Exercise directions =>
Express the lines of the listing starting at the line containing "For the trial run, indicate each instance of the green" and ending at the line containing "Query: green vegetation", both included, as a JSON list of strings with one string per line and blank lines left out.

Dataset extract =>
-------------------------
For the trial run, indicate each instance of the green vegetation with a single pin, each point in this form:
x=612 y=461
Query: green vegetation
-------------------------
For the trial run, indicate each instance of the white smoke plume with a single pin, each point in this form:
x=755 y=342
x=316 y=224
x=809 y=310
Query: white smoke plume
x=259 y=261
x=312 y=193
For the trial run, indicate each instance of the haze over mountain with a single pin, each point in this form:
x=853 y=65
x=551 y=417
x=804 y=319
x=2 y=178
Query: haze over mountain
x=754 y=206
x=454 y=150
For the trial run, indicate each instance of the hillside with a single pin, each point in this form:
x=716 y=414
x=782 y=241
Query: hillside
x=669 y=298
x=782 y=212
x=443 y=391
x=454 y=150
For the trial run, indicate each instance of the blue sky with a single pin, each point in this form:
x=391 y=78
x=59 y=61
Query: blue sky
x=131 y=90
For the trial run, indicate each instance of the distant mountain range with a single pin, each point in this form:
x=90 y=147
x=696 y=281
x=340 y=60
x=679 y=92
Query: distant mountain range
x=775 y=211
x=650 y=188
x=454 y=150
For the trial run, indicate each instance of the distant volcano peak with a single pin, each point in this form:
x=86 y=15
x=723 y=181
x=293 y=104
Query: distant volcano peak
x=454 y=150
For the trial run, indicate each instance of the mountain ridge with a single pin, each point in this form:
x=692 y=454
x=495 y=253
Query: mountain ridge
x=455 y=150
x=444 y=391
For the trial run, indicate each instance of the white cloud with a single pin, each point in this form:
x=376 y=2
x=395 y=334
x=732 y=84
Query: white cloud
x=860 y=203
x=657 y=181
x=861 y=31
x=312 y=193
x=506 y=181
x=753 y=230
-------------------------
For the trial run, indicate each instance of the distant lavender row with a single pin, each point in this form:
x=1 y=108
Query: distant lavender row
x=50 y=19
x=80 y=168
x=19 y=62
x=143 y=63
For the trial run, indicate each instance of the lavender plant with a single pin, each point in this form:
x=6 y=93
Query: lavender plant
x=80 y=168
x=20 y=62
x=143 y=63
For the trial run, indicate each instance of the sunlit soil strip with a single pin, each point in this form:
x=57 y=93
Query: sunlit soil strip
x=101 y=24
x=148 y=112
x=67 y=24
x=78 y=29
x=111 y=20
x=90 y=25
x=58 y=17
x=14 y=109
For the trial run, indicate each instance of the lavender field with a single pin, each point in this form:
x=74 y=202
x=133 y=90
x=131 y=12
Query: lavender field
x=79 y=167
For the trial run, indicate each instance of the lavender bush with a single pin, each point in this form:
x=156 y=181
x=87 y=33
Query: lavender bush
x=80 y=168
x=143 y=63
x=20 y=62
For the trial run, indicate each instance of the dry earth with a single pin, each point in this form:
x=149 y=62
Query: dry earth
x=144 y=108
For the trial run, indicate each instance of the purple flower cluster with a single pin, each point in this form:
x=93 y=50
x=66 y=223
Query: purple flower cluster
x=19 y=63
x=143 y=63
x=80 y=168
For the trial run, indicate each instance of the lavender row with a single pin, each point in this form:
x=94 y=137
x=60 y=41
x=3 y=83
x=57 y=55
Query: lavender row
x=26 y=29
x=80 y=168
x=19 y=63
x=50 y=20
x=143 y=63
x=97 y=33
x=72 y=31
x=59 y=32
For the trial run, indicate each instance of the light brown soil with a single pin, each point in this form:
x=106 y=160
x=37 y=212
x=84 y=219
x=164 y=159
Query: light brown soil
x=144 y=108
-------------------------
Final result =>
[
  "For the trial run, indicate each instance of the green vegetation with a single pin, each point in this form:",
  "x=612 y=461",
  "Query: green vegetation"
]